== PROMPT ==
Keep the images out and set the listing below down word for word.

┌──

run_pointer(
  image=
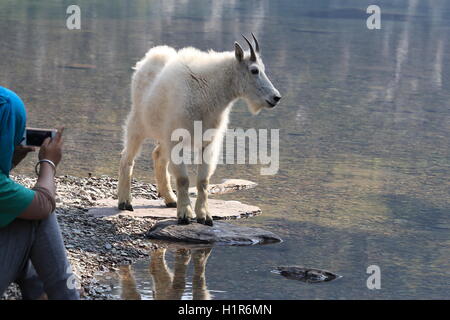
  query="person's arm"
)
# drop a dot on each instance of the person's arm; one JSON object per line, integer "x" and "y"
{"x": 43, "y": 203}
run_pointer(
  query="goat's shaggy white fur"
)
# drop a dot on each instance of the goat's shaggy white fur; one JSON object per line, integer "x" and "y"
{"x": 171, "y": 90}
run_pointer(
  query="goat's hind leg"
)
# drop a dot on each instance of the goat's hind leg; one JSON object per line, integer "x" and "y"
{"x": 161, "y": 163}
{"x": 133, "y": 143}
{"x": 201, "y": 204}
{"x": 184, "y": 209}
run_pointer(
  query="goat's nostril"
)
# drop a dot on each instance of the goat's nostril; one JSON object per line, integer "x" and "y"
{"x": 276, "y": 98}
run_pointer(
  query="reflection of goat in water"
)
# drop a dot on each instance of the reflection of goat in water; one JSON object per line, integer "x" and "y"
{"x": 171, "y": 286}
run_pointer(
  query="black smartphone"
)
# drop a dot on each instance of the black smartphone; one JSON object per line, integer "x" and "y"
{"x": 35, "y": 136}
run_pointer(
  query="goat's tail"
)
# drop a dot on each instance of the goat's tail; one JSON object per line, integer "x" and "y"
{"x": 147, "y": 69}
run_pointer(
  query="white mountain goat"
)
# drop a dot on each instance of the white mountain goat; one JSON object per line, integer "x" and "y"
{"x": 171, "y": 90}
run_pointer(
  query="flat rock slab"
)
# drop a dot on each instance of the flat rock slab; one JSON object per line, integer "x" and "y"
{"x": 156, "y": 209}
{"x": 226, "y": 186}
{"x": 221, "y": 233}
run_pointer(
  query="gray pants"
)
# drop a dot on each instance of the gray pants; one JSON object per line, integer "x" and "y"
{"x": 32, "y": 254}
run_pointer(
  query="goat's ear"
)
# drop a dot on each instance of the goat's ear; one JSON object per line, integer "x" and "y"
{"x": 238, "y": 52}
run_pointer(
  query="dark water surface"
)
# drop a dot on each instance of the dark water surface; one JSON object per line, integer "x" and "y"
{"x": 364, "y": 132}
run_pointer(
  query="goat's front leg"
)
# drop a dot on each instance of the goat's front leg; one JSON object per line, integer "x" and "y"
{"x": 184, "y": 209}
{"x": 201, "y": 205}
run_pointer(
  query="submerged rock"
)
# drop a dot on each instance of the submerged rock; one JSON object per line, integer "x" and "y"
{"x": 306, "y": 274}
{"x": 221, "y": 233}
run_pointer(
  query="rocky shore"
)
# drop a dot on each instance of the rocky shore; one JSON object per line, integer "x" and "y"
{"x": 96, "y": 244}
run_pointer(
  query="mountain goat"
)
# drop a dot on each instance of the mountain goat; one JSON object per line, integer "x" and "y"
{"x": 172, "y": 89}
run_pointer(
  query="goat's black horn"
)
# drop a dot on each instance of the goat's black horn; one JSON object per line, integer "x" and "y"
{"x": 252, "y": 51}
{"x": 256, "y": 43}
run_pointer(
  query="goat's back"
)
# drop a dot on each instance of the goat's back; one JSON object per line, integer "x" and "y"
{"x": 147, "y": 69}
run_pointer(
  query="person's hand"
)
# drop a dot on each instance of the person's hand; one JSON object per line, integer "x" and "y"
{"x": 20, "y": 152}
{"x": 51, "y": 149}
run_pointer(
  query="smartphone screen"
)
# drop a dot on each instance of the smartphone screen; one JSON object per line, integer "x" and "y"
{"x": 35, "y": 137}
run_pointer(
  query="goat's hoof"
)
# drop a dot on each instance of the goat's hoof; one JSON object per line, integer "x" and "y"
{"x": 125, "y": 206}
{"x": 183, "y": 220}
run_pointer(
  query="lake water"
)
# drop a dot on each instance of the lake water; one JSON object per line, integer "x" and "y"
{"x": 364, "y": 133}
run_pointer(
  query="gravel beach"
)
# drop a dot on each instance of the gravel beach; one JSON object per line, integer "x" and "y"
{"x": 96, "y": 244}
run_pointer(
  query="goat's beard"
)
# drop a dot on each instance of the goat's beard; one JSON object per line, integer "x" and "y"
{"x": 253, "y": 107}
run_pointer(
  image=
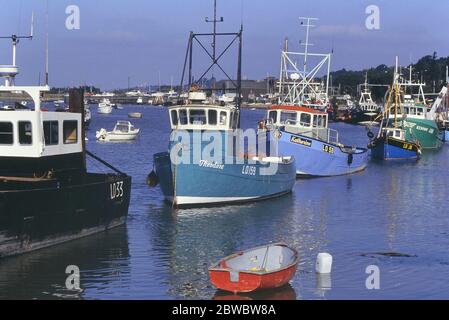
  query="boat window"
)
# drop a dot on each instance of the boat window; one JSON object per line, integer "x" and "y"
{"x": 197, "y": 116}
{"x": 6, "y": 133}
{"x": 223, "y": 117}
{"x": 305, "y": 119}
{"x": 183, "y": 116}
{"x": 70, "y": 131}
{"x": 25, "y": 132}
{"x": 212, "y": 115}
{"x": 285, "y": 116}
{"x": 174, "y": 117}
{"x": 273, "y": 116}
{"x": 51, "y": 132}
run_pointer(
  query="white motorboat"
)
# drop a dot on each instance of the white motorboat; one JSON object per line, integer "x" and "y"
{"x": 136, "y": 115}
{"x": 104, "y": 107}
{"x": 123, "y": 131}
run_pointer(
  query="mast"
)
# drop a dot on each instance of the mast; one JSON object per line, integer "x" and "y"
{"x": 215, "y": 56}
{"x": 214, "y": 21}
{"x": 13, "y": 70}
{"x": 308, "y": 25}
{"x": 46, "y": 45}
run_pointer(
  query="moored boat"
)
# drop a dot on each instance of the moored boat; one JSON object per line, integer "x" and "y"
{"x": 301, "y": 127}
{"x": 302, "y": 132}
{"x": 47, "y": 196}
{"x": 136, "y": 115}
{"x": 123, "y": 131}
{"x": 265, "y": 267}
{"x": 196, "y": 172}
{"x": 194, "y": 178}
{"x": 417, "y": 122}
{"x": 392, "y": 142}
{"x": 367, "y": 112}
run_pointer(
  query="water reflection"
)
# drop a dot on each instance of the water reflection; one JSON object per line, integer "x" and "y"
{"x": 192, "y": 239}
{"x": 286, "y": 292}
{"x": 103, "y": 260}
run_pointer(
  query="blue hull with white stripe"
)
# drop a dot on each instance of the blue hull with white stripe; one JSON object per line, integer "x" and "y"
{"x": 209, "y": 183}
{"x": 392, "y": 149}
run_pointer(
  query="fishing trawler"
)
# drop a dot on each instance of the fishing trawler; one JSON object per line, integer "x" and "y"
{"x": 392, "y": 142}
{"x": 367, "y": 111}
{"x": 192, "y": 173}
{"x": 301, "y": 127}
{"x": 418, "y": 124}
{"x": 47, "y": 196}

└──

== EXERCISE ANSWER ==
run_pointer(
  image=
  query="person's arm"
)
# drop a dot on each instance of the person's arm; one JSON object per line, integer "x" and "y"
{"x": 43, "y": 203}
run_pointer(
  query="goat's shaggy white fur"
)
# drop a dot on each instance of the goat's shaggy white fur; one JSON object per line, integer "x" and "y"
{"x": 171, "y": 90}
run_pointer(
  query="goat's hind leg"
)
# drop a dot on each instance of the goat's hind leg; one JSON object per line, integer "x" and "y"
{"x": 161, "y": 163}
{"x": 133, "y": 143}
{"x": 201, "y": 204}
{"x": 184, "y": 209}
run_pointer(
  query="goat's nostril"
)
# drop a dot on each instance of the goat's nostril; one JSON object per line, integer "x" and "y"
{"x": 276, "y": 98}
run_pointer(
  query="reflection of goat in water"
)
# drop a dot on each instance of the reflection of goat in water; one JSON object per line, integer "x" and "y"
{"x": 171, "y": 286}
run_pointer(
  query="black smartphone"
)
# drop a dot on each instance of the black smartphone; one JSON object per line, integer "x" and "y"
{"x": 35, "y": 136}
run_pointer(
  query="goat's tail"
)
# drop a dot on each instance of the goat's tail; one JSON object per line, integer "x" and "y"
{"x": 147, "y": 69}
run_pointer(
  query="white mountain goat"
)
# drop a dot on each instance of the white mountain goat; one JSON object per line, integer "x" and "y"
{"x": 171, "y": 90}
run_pointer(
  query="flat rock slab"
)
# drop a dot on each instance of the flat rock slab; one JSON object per line, integer "x" and "y"
{"x": 156, "y": 209}
{"x": 226, "y": 186}
{"x": 221, "y": 233}
run_pointer(
  query="gray pants"
)
# drop a dot on each instance of the gray pants; one JSON object per line, integer "x" and "y"
{"x": 32, "y": 254}
run_pointer(
  query="goat's ear"
)
# drop a dot on each instance of the goat's ear; one JSON object per line, integer "x" and "y"
{"x": 238, "y": 52}
run_pointer(
  query="dark water surface"
)
# drop a dot on each instance of the dark water surface; one JSON object per line, integer "x" and "y"
{"x": 364, "y": 132}
run_pointer(
  query="goat's front leg"
)
# drop a dot on each instance of the goat's front leg; one JSON object per line, integer "x" and "y"
{"x": 184, "y": 209}
{"x": 201, "y": 205}
run_pointer(
  query="submerged rock"
)
# drop a dot on each instance of the submerged rock; one JSON object per line, integer "x" and "y"
{"x": 306, "y": 274}
{"x": 221, "y": 233}
run_pointer(
  query="rocky shore"
)
# drop a dot on each instance of the rocky shore; one JSON object per line, integer "x" and "y"
{"x": 96, "y": 244}
run_pointer(
  query="mountain goat"
)
# drop a dot on each instance of the mountain goat; one JSON object per line, integer "x" and "y"
{"x": 172, "y": 89}
run_pointer(
  query="goat's black horn"
)
# drop a dot on each instance of the goat's black horn; one JSON object per line, integer "x" and "y"
{"x": 252, "y": 51}
{"x": 256, "y": 43}
run_pointer(
  query="goat's back"
)
# drop a dot on each instance of the goat's back; one JSON object per line, integer "x" and "y"
{"x": 147, "y": 69}
run_pointer(
  query="person's hand"
)
# drop a dot on each instance of the person's hand; one JSON object per line, integer "x" and "y"
{"x": 20, "y": 152}
{"x": 51, "y": 149}
run_pointer(
  query="smartphone screen"
)
# drop a dot on each instance of the smartphone screen; one JSON object per line, integer "x" and "y"
{"x": 35, "y": 137}
run_pointer(
  query="goat's hoof"
)
# drop a dot on each instance of the goat's hoof; one JSON object per line, integer "x" and "y"
{"x": 125, "y": 206}
{"x": 183, "y": 220}
run_pointer(
  query="lake water"
)
# drop a dot on each instance of the lake water; one JSON object per line, integer "x" and "y"
{"x": 364, "y": 133}
run_pointer(
  query="gravel beach"
)
# drop a dot on each instance of the gravel beach; one JSON object per line, integer "x" and "y"
{"x": 96, "y": 244}
run_pointer(
  query="goat's beard"
)
# drop a dot on each instance of the goat's beard; one JSON object per line, integer "x" and "y"
{"x": 253, "y": 107}
run_pointer(
  image=
  query="boat window"
)
# drop a dot on each instance of the boat window; one JSON object per line, integer "x" and "y"
{"x": 197, "y": 116}
{"x": 6, "y": 133}
{"x": 223, "y": 117}
{"x": 305, "y": 119}
{"x": 183, "y": 116}
{"x": 70, "y": 131}
{"x": 25, "y": 132}
{"x": 212, "y": 115}
{"x": 285, "y": 116}
{"x": 174, "y": 117}
{"x": 273, "y": 116}
{"x": 51, "y": 132}
run_pointer(
  query="white motorboat"
)
# drop a dot on each instance of the white motorboat; one JSON object per line, integer "x" and "y"
{"x": 136, "y": 115}
{"x": 104, "y": 107}
{"x": 123, "y": 131}
run_pointer(
  query="mast"
)
# drop a dot on each instance of the mast; one JSON object per line, integer "x" and "y"
{"x": 215, "y": 56}
{"x": 214, "y": 21}
{"x": 13, "y": 70}
{"x": 308, "y": 25}
{"x": 46, "y": 45}
run_pointer(
  query="moored boat"
)
# drop a dot on each instance of the moored boat; one JSON object per line, integer "x" and "y"
{"x": 301, "y": 127}
{"x": 302, "y": 132}
{"x": 47, "y": 196}
{"x": 136, "y": 115}
{"x": 123, "y": 131}
{"x": 265, "y": 267}
{"x": 196, "y": 172}
{"x": 194, "y": 178}
{"x": 417, "y": 122}
{"x": 392, "y": 142}
{"x": 367, "y": 112}
run_pointer(
  query="water reflection"
)
# drop a dot on each instance of the water reflection; one JSON object per line, integer "x" and "y"
{"x": 192, "y": 239}
{"x": 286, "y": 292}
{"x": 103, "y": 260}
run_pointer(
  query="blue hull with white stripe"
)
# drop a dot on each instance of the blue hull with white stripe; one JSON object per line, integer "x" and "y"
{"x": 209, "y": 183}
{"x": 392, "y": 149}
run_pointer(
  query="fishing trawler"
)
# drop a dot on each instance of the fishing trawler; one JSON object per line, integer "x" and "y"
{"x": 392, "y": 142}
{"x": 367, "y": 111}
{"x": 192, "y": 173}
{"x": 301, "y": 127}
{"x": 418, "y": 124}
{"x": 47, "y": 196}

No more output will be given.